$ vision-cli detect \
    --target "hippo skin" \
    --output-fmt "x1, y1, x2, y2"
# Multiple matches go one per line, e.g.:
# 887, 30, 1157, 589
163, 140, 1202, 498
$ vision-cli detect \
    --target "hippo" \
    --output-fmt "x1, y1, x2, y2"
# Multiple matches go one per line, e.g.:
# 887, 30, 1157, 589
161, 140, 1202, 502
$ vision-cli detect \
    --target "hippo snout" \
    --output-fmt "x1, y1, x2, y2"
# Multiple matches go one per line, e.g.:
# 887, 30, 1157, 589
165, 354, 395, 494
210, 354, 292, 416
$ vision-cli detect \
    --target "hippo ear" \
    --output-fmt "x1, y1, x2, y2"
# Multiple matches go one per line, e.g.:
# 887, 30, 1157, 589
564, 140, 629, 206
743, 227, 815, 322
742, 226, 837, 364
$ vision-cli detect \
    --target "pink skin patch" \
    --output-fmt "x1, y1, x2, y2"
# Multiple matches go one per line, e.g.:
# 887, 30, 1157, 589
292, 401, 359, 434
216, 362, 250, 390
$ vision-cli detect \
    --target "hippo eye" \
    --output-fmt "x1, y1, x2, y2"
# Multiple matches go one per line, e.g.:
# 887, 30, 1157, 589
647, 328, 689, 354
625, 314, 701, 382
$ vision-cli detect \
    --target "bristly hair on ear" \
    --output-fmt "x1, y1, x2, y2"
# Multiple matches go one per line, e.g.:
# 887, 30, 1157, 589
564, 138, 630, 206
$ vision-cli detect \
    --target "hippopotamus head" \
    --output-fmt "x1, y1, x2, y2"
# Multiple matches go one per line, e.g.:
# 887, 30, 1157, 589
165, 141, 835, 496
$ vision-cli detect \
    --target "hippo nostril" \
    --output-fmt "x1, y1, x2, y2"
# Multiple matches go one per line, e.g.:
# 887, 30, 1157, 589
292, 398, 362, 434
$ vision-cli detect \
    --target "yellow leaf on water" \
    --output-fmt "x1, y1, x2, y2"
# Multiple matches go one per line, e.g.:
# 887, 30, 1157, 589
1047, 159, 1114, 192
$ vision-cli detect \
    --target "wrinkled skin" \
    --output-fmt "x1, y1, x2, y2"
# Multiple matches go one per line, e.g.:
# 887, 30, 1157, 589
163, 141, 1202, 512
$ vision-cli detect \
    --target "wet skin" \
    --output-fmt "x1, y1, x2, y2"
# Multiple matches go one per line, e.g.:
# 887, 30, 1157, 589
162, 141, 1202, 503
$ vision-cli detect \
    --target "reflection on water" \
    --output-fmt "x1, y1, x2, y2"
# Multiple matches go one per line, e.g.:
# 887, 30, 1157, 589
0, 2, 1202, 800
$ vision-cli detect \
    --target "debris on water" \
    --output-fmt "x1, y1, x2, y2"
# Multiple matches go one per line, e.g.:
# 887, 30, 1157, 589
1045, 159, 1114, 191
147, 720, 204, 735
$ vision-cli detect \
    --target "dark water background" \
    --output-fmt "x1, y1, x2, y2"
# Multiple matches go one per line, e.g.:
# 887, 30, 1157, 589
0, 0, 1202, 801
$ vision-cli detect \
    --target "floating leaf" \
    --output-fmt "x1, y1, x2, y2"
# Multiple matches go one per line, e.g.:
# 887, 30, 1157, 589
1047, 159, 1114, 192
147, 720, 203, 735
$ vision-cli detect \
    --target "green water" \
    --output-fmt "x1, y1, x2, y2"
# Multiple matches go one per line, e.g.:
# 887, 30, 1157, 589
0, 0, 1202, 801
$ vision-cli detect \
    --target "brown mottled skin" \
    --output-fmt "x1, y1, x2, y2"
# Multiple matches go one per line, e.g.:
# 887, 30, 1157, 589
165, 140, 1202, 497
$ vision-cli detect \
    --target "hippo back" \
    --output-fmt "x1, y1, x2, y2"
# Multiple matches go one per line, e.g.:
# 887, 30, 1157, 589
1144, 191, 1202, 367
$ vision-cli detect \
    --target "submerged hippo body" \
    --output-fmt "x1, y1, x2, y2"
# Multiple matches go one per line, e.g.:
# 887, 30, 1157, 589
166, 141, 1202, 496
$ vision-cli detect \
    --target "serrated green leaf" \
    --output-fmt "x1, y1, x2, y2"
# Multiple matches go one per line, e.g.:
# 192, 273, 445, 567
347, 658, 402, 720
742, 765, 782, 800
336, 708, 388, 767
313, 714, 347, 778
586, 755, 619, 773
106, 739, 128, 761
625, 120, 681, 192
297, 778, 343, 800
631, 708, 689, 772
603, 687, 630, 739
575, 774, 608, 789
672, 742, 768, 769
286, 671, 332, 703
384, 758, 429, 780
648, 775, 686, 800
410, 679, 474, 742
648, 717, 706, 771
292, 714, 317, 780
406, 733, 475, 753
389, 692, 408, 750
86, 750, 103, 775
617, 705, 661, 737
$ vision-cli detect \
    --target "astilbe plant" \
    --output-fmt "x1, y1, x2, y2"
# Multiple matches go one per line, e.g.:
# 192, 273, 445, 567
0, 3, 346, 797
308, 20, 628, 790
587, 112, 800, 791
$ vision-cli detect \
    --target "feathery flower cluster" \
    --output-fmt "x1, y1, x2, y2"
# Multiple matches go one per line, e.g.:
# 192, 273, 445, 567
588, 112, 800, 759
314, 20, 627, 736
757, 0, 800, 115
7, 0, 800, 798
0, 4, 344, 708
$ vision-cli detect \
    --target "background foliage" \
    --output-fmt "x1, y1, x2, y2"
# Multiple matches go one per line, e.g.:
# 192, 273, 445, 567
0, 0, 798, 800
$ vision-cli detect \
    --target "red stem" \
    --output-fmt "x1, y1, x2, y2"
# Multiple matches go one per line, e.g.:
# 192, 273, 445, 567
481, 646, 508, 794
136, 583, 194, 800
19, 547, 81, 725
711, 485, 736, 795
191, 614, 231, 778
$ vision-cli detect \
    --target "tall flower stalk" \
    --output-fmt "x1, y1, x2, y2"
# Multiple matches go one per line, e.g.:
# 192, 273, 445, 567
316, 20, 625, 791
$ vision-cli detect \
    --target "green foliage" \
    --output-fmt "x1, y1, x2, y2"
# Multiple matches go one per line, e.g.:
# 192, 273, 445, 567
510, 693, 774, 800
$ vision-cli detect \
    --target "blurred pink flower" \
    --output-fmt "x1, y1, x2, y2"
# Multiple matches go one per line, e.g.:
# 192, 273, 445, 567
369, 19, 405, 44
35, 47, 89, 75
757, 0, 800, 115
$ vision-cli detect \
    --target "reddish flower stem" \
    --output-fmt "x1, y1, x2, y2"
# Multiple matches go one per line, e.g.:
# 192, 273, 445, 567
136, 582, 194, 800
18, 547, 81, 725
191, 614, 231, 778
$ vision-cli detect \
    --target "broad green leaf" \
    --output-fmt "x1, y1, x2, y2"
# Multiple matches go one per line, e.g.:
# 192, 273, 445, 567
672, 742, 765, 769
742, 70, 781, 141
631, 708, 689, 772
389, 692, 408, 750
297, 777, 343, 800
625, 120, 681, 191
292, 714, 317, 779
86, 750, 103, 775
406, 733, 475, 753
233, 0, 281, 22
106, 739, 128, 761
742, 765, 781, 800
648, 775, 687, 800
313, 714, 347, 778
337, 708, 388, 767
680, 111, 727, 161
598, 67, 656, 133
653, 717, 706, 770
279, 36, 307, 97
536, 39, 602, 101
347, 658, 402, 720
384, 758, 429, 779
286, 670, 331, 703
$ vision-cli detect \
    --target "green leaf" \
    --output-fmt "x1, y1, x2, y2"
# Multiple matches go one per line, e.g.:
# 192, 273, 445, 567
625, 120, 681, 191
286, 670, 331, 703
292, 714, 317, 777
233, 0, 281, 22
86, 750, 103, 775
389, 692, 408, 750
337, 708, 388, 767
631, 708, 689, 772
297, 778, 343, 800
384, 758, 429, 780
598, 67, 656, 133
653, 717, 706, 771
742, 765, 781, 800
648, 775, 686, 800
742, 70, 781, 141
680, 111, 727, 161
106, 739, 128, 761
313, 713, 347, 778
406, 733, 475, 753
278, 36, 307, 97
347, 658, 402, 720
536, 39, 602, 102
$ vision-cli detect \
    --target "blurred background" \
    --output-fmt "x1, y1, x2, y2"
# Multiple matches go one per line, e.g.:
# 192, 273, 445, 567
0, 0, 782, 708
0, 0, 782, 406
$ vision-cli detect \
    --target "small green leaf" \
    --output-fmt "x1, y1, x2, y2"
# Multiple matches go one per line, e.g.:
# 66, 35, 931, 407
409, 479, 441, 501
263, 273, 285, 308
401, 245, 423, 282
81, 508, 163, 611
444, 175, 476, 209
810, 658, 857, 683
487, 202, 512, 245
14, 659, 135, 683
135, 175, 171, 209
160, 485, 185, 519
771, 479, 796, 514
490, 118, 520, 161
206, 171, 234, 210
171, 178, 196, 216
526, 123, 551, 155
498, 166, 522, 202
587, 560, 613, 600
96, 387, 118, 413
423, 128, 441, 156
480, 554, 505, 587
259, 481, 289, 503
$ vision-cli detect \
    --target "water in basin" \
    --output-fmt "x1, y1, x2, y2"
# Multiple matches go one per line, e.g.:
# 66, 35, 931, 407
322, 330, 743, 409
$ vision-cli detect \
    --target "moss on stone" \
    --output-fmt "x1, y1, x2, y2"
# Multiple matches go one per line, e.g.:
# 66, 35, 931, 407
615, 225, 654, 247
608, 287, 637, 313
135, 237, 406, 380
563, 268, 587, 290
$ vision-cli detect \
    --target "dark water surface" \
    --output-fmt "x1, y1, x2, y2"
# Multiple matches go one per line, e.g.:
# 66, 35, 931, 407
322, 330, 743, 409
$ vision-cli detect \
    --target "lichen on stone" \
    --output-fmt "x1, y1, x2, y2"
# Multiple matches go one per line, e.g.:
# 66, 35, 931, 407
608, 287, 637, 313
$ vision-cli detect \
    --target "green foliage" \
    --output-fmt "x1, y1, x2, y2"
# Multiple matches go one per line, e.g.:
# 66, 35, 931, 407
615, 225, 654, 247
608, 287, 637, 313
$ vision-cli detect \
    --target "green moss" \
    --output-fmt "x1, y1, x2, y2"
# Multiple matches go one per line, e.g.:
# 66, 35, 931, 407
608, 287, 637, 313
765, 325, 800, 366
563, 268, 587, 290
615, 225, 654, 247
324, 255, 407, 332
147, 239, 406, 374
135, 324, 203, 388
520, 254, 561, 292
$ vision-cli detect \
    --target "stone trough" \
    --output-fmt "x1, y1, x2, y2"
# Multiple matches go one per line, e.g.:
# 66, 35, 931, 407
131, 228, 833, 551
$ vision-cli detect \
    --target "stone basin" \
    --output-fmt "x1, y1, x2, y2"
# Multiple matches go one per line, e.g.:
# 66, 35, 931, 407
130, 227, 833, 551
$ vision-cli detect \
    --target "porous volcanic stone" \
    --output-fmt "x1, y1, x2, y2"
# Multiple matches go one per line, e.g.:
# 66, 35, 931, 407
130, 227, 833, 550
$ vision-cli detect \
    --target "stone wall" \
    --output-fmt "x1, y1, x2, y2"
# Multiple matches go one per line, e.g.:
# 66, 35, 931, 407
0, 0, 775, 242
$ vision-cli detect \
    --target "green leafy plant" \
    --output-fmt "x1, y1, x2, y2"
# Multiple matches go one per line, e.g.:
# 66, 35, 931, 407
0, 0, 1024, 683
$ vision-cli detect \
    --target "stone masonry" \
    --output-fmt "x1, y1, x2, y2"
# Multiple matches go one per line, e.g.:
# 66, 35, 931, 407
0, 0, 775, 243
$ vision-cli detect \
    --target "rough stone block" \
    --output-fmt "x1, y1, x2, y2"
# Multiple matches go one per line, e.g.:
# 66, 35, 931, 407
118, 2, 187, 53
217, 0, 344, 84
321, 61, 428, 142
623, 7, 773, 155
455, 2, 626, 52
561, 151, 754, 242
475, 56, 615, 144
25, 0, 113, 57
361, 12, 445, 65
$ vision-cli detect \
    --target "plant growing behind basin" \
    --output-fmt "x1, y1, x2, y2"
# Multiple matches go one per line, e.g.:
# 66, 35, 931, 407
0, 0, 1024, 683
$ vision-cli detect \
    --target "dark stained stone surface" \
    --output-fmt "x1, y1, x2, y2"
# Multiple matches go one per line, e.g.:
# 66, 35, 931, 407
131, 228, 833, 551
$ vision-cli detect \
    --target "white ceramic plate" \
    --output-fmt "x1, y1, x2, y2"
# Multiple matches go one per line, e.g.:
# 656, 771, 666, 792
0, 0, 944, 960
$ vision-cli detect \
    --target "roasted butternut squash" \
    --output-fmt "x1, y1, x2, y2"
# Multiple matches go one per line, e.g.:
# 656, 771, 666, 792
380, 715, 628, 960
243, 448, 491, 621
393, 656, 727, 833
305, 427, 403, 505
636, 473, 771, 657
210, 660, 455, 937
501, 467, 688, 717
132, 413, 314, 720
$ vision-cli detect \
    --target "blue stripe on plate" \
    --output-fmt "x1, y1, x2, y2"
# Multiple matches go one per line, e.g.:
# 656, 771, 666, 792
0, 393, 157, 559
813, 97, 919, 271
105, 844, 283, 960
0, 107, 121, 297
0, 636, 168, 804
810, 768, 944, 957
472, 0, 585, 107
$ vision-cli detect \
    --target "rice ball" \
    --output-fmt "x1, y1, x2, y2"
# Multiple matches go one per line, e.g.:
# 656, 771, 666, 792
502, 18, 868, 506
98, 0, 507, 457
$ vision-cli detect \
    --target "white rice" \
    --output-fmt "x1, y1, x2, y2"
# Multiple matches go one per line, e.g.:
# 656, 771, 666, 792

> Set exercise
Show each line of the listing above that contains the string "water", copied in full. The match is case-sensitive.

> Full answer
    --target "yellow leaf on water" \
    --target "reflection on water" \
    --target "debris on water" \
    --target "dark water background" \
    --target "green water" \
    --target "water in basin" \
    --target "dark water surface" \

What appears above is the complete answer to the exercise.